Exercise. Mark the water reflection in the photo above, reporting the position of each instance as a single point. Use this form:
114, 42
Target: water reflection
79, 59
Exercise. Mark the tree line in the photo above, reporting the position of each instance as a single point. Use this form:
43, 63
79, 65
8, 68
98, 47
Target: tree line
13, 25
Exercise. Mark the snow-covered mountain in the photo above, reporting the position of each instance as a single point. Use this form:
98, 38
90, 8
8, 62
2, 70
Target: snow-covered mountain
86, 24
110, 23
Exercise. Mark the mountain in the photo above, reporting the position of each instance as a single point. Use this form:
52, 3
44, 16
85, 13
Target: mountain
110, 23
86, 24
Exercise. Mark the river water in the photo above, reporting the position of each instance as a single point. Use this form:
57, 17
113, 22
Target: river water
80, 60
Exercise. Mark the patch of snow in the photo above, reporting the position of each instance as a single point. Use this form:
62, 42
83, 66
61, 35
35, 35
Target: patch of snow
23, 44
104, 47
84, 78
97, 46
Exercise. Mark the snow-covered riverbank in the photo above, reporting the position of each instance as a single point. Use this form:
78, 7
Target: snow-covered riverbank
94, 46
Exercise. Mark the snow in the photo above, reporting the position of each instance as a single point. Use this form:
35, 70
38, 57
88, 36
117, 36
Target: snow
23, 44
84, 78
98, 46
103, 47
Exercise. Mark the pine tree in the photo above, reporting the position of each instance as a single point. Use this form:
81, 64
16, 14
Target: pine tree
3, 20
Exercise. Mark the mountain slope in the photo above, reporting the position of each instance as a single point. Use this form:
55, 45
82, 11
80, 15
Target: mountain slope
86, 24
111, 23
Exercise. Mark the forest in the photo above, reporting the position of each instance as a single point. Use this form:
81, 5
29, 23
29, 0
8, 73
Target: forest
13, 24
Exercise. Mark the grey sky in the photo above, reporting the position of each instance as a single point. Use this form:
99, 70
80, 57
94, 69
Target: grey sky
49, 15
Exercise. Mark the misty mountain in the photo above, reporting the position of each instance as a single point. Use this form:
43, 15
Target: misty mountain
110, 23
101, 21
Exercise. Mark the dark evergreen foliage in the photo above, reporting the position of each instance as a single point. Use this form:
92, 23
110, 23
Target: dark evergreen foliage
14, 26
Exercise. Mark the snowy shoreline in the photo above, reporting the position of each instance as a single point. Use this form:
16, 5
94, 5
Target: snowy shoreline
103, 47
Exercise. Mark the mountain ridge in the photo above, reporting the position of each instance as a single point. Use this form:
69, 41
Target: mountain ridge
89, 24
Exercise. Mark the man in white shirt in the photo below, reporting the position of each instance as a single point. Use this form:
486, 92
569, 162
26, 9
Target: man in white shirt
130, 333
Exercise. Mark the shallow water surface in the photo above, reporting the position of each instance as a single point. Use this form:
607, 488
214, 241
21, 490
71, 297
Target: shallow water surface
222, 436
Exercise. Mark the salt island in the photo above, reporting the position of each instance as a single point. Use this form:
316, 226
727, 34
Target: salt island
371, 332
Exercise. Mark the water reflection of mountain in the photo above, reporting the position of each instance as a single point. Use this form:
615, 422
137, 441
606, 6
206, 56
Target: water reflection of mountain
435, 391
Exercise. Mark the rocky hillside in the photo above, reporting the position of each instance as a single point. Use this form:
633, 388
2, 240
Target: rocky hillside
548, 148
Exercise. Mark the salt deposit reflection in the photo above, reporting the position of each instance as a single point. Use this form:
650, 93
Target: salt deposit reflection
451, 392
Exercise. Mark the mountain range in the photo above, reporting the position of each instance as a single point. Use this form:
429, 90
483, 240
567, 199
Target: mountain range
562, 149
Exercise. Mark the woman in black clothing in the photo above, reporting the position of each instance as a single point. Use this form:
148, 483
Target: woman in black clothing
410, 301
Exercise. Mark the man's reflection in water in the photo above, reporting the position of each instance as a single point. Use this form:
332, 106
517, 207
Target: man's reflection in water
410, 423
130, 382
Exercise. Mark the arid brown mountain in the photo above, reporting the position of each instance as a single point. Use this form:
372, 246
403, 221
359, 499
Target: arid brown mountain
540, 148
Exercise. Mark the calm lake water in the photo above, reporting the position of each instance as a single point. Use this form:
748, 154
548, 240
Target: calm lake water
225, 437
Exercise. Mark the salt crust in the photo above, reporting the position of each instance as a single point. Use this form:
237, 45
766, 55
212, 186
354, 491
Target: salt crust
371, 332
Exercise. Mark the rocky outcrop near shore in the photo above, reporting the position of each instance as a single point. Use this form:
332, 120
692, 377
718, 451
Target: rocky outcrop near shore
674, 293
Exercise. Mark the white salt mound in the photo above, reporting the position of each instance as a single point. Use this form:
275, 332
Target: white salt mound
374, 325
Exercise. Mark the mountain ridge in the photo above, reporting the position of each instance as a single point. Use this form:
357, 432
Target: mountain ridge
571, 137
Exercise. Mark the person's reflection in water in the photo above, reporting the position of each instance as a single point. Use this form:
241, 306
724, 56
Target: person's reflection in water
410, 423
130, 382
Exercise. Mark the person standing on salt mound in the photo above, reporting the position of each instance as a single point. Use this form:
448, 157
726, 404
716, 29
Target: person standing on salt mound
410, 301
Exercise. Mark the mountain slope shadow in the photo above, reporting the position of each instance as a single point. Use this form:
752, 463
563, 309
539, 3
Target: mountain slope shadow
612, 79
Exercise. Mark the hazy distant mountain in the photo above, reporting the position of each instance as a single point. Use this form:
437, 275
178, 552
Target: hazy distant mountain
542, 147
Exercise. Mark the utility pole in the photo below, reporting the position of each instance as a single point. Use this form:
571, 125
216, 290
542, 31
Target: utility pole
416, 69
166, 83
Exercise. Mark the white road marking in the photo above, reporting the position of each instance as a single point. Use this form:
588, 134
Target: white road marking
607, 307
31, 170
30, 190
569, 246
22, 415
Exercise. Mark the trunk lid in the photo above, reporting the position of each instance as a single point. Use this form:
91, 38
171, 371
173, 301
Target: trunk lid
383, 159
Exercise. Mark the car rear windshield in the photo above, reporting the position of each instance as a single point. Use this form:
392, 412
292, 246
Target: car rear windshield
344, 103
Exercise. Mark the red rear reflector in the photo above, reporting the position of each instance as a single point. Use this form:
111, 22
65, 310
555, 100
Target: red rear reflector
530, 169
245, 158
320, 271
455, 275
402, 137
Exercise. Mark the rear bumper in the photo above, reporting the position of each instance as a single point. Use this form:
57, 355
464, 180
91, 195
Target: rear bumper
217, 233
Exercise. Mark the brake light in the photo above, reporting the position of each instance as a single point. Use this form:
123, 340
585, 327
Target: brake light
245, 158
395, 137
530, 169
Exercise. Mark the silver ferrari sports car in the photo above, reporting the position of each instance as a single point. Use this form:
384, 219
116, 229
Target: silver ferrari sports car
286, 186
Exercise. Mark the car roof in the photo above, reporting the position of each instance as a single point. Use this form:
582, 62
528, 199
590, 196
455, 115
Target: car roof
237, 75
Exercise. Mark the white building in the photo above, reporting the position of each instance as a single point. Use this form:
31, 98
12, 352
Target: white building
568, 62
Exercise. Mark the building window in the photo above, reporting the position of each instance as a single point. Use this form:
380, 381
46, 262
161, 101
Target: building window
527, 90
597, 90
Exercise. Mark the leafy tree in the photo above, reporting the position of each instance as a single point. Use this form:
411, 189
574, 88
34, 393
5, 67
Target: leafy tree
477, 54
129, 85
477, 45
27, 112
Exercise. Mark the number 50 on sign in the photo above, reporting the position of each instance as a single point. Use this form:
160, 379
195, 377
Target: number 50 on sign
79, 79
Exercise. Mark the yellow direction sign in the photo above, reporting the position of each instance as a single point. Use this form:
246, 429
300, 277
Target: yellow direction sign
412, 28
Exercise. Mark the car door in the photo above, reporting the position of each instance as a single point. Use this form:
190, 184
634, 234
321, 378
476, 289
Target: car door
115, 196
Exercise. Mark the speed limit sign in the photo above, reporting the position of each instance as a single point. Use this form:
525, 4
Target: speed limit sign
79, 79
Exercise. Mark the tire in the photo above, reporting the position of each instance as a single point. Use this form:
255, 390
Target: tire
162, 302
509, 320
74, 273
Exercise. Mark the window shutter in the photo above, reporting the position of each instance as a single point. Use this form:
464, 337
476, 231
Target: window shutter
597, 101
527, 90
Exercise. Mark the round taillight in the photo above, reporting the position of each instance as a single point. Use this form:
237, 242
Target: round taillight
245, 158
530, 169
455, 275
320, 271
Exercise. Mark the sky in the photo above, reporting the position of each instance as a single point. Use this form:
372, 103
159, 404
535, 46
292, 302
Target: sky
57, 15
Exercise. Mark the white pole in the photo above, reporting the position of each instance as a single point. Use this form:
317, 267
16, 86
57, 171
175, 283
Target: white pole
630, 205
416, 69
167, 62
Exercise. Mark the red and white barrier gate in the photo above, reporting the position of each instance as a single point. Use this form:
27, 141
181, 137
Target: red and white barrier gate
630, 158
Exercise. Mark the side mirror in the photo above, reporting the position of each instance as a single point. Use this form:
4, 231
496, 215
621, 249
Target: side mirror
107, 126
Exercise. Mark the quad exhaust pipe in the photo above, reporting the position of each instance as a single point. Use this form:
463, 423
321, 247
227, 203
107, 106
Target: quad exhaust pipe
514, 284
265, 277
------------------------------------------------------------
**PROBLEM TO SOLVE**:
Give back exactly the lines running from the line containing "Exercise. Mark the white pole" through the end of the material above, both included, and nothing beyond them.

**OUTPUT BELOW**:
Exercise. Mark the white pole in the photo above, reporting the position of each instance as a single point. Use this form:
317, 267
16, 86
57, 171
175, 283
Target: white pole
630, 205
416, 69
167, 62
Exercise. Mark the red and white barrier gate in the photo above, reporting the position of each instance as a single point. Use this form:
27, 141
181, 137
Target: red and white barrier gate
630, 158
Exercise. Mark the side mirror in the photo above, reporting the position of each instance as a single point. Use this form:
4, 231
496, 215
621, 249
Target: side mirror
107, 126
Exercise. Mark the quad exhaust pipe in the photo above, reporting the position of each instance as a single point. Use this form:
463, 423
321, 247
227, 203
107, 106
Target: quad exhaust pipe
514, 284
265, 277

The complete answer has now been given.